Exercise instructions:
A. Reproduce the passage of the article on the Florida governor's race from "In Florida, three" to "(44% to 40%).".
B. According to the article on the Florida governor's race, what result did the Mason-Dixon poll show?

Selected passage:

--

New Florida Polls Show Alex Sink And Rick Scott Deadlocked In Governor's Race

New Florida Polls Show Alex Sink And Rick Scott Deadlocked In Governor's Race

Yesterday may have been a federal holiday, but it was a busy day for new polls from four highly competitive contests for Governor in Florida, Rhode Island, Maine and Oregon.

In Florida, three new surveys conducted in the last week reaffirm a close race between Republican Rick Scott and Democrat Alex Sink and suggest that Sink may be rebounding slightly from narrow deficits in mid-September. This morning, Quinnipiac University released a new survey showing a dead-heat, with Scott edging Sink by a single percentage point (45% to 44), a margin well within the survey's 3-point margin of error. That result falls in between a just released Rasmussen automated survey conducted last Thursday showing Scott with a three-point advantage (50% to 47%) and a Mason-Dixon live-interviewer poll conducted earlier last week showing Sink up by four points (44% to 40%).

--

Provided information:
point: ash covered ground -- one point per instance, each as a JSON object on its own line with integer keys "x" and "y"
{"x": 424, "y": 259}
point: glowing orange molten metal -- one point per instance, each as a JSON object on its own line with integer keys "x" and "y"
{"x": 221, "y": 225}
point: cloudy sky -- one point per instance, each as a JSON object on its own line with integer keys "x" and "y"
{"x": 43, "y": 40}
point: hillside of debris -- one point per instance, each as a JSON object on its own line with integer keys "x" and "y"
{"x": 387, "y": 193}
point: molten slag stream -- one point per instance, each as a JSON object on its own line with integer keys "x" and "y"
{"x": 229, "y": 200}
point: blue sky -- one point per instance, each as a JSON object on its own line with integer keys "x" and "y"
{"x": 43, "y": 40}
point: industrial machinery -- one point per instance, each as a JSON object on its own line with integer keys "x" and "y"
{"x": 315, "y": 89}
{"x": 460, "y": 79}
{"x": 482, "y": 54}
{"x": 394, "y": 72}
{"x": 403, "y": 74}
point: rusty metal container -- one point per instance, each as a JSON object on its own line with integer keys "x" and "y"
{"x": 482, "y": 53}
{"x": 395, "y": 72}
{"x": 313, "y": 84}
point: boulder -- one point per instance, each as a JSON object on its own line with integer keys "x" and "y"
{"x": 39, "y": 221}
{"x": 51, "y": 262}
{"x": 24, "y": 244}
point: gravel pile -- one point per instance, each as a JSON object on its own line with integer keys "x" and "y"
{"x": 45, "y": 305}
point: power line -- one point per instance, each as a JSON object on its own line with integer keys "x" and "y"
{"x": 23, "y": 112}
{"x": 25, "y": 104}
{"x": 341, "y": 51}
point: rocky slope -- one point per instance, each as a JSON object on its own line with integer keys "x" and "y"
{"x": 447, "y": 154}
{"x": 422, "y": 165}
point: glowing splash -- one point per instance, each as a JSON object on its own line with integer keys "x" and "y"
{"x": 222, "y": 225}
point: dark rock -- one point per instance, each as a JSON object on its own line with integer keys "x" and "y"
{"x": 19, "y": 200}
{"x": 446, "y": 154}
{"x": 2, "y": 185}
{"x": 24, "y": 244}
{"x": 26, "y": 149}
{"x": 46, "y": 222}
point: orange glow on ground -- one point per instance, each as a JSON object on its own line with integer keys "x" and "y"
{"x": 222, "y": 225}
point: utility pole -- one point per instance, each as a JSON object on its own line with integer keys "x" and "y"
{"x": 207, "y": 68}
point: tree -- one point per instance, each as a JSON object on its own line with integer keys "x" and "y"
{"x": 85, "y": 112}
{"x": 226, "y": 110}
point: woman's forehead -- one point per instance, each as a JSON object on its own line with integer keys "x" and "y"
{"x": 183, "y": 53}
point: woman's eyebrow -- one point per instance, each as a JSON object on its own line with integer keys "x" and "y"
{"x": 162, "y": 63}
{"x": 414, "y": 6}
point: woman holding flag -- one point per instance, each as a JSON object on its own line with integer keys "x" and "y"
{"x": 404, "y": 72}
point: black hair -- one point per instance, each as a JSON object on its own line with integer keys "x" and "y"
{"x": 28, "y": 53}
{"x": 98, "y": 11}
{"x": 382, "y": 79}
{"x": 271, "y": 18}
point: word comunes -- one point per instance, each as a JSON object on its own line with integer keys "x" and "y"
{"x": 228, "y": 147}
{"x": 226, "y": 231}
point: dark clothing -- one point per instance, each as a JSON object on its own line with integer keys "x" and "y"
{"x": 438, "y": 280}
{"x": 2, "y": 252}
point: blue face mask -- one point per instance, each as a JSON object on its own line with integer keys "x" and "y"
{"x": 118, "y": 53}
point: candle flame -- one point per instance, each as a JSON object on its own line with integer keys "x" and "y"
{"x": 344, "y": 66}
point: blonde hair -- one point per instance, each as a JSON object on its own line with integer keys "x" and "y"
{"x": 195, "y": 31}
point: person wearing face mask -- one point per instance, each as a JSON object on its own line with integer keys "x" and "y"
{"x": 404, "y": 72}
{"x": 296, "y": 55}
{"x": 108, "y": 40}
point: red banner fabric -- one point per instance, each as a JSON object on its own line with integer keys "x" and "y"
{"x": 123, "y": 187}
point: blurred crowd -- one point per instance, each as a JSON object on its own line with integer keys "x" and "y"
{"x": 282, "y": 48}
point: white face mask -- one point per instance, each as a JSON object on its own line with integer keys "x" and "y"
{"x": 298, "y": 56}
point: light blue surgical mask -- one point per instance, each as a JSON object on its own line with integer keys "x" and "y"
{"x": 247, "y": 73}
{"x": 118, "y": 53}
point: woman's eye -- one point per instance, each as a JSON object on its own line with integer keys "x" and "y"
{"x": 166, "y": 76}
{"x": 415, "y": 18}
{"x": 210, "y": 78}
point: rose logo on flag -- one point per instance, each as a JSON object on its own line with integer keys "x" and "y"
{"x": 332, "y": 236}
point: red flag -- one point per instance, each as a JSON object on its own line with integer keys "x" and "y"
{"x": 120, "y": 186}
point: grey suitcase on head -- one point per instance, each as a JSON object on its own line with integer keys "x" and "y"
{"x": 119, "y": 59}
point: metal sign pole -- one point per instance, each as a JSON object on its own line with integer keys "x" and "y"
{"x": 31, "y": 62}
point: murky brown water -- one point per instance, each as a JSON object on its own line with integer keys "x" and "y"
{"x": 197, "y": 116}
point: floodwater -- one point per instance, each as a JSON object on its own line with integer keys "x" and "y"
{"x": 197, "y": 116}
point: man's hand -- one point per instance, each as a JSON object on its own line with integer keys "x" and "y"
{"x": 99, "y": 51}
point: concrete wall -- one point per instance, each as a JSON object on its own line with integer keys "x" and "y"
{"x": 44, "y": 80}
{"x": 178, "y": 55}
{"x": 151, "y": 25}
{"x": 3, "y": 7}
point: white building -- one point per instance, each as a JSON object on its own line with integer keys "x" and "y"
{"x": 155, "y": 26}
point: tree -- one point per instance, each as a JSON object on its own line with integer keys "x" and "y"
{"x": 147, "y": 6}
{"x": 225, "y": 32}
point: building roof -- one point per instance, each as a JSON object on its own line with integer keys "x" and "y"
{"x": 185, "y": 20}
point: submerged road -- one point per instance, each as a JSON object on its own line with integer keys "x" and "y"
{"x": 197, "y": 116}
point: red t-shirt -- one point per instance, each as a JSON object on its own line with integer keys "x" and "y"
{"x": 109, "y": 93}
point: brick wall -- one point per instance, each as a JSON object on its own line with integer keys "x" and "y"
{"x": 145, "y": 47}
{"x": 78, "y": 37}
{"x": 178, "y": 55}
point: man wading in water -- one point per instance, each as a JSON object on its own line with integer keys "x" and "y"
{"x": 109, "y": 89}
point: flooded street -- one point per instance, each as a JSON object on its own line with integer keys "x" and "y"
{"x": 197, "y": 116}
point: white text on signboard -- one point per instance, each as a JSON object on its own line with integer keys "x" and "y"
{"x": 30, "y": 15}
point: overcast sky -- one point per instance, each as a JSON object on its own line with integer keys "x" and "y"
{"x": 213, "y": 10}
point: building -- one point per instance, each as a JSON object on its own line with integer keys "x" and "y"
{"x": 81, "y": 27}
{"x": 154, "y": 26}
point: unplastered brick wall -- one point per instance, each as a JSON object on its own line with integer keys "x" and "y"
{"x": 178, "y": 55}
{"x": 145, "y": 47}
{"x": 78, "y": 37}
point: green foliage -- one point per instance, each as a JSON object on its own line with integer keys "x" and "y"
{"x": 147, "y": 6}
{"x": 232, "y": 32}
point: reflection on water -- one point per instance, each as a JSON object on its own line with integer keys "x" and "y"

--

Written answers:
A.
In Florida, three new surveys conducted in the last week reaffirm a close race between Republican Rick Scott and Democrat Alex Sink and suggest that Sink may be rebounding slightly from narrow deficits in mid-September. This morning, Quinnipiac University released a new survey showing a dead-heat, with Scott edging Sink by a single percentage point (45% to 44), a margin well within the survey's 3-point margin of error. That result falls in between a just released Rasmussen automated survey conducted last Thursday showing Scott with a three-point advantage (50% to 47%) and a Mason-Dixon live-interviewer poll conducted earlier last week showing Sink up by four points (44% to 40%).

B. Sink led by four points, 44% to 40%.